→ Problem description
From the article below on pricing assets in Bitcoin, list every asset given a total value in dollars along with that figure.

---------- Page extract

Quick summary
Bitcoin’s fixed 21 million supply can be used as a rigid ruler to compare assets
Pricing gold, equities, and housing in BTC reveals their relative scale and unit bias
US housing, gold, and major stocks appear far costlier per BTC-equivalent than Bitcoin today
Despite volatility, Bitcoin’s capped supply makes cross-asset valuations clearer than expanding fiat rulers
Gold's total market capitalisation in May 2026 stands at $31.59 trillion. NVIDIA, the combined value of every share in the company, sits at $5.46 trillion. Bitcoin's network value sits at $1.56 trillion.
Gold costs 20x the entire Bitcoin network. NVIDIA costs 3.5x. The S&P 500 costs 33x. Price Bitcoin against the world's largest assets and something shifts. BTC stops looking expensive and starts functioning as a measuring tool for everything else.
This article prices the world's largest asset classes in Bitcoin. A measuring exercise that compares assets on the same scale, the way you might compare NVIDIA to Apple, but with Bitcoin as the common unit.

How To Value Assets In Bitcoin: BTC Denominator
Every price ever quoted is a ratio between an asset and whatever is being used to measure it. At $78,000 per Bitcoin, that ratio is Bitcoin measured against the US dollar at a specific moment in time. But Bitcoin carries a fixed supply of 21 million coins. That fixed supply is the denominator.
Divide any asset's market capitalisation by 21 million and the comparison becomes direct.

--------------------
---------- Extracted material

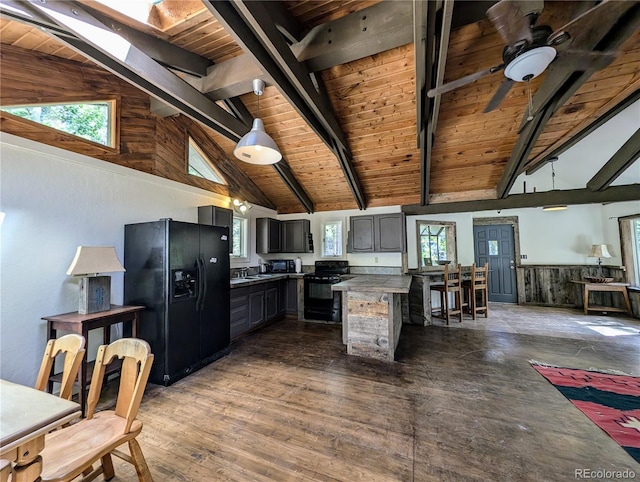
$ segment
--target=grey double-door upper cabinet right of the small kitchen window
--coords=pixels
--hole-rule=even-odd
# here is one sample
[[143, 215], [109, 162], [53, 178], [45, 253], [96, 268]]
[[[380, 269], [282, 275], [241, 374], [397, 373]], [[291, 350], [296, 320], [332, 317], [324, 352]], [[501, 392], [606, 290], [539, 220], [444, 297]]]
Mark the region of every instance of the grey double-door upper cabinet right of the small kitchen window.
[[404, 253], [406, 228], [403, 213], [352, 216], [349, 251], [352, 253]]

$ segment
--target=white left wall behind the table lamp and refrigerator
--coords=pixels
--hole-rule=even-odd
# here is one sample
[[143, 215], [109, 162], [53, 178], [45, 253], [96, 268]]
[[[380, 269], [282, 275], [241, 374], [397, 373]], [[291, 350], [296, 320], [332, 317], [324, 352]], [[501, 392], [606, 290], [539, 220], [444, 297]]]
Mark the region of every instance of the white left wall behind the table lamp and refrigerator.
[[[122, 260], [125, 224], [167, 217], [197, 222], [197, 206], [229, 204], [201, 189], [5, 133], [0, 162], [0, 376], [27, 385], [35, 383], [46, 343], [40, 318], [78, 310], [78, 282], [65, 274], [76, 246], [113, 245]], [[123, 279], [112, 274], [112, 303], [122, 304]]]

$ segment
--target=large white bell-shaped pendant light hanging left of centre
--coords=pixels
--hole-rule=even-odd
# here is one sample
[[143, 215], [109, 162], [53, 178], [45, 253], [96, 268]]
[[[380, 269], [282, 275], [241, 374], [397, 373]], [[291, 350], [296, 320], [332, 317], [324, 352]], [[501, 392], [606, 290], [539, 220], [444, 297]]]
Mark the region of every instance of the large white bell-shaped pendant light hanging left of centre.
[[[258, 115], [260, 115], [260, 96], [263, 92], [264, 82], [261, 79], [254, 79], [253, 93], [258, 96]], [[238, 142], [233, 155], [250, 164], [275, 164], [282, 159], [280, 149], [264, 131], [264, 123], [258, 117], [253, 120], [251, 130]]]

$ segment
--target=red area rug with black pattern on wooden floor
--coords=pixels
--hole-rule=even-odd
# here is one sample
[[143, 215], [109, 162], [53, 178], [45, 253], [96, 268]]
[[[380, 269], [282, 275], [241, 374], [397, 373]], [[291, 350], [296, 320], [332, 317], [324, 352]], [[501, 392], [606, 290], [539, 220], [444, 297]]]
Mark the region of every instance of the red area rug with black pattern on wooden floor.
[[531, 365], [640, 463], [640, 378]]

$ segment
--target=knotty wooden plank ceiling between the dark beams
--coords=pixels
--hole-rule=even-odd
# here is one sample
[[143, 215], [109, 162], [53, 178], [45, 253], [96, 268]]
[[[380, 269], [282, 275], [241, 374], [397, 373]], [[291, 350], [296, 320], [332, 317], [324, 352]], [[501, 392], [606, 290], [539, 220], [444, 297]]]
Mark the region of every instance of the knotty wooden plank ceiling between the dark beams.
[[[303, 0], [285, 1], [282, 5], [286, 16], [297, 23], [298, 33], [305, 33], [327, 22], [368, 12], [365, 9], [377, 3], [375, 0]], [[441, 3], [429, 2], [429, 8], [441, 7]], [[472, 7], [470, 3], [455, 3], [444, 82], [501, 63], [503, 39], [483, 14], [474, 11], [478, 9], [477, 5]], [[486, 5], [493, 2], [478, 3], [485, 4], [484, 11]], [[638, 2], [628, 3], [633, 4], [630, 9], [632, 12], [635, 9], [637, 17]], [[275, 3], [269, 4], [273, 9]], [[546, 2], [537, 24], [559, 28], [576, 15], [575, 4]], [[164, 0], [154, 7], [151, 23], [155, 26], [133, 21], [96, 2], [85, 1], [79, 5], [94, 7], [101, 14], [193, 52], [212, 64], [224, 65], [245, 54], [230, 32], [199, 1]], [[413, 31], [412, 25], [406, 28]], [[439, 38], [440, 32], [429, 34]], [[76, 62], [91, 62], [86, 55], [77, 53], [43, 30], [5, 16], [0, 19], [0, 39], [2, 44]], [[554, 149], [637, 93], [640, 88], [640, 30], [636, 28], [616, 51], [617, 56], [610, 65], [578, 84], [575, 93], [543, 125], [525, 162], [517, 166], [518, 172], [544, 162]], [[416, 205], [421, 200], [423, 166], [417, 141], [415, 54], [411, 41], [330, 66], [318, 77], [322, 85], [320, 94], [327, 96], [346, 136], [366, 207]], [[505, 167], [523, 135], [520, 127], [527, 106], [526, 86], [517, 83], [499, 109], [482, 112], [503, 79], [502, 73], [496, 73], [441, 96], [433, 147], [428, 153], [427, 203], [500, 197], [497, 188], [501, 181], [504, 183]], [[544, 79], [544, 73], [534, 79], [534, 93]], [[287, 187], [275, 169], [236, 160], [232, 155], [233, 139], [211, 128], [206, 128], [206, 132], [279, 212], [357, 208], [353, 186], [349, 184], [335, 150], [309, 126], [268, 76], [265, 80], [268, 86], [259, 103], [257, 96], [249, 91], [250, 87], [244, 89], [239, 100], [251, 116], [263, 119], [266, 131], [280, 147], [292, 175], [311, 200], [311, 209], [300, 202], [299, 196]], [[607, 160], [603, 159], [602, 164]]]

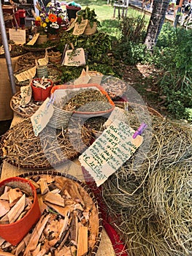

--------------------

→ Task output
Gold: $31.59 trillion
NVIDIA: $5.46 trillion
Bitcoin: $1.56 trillion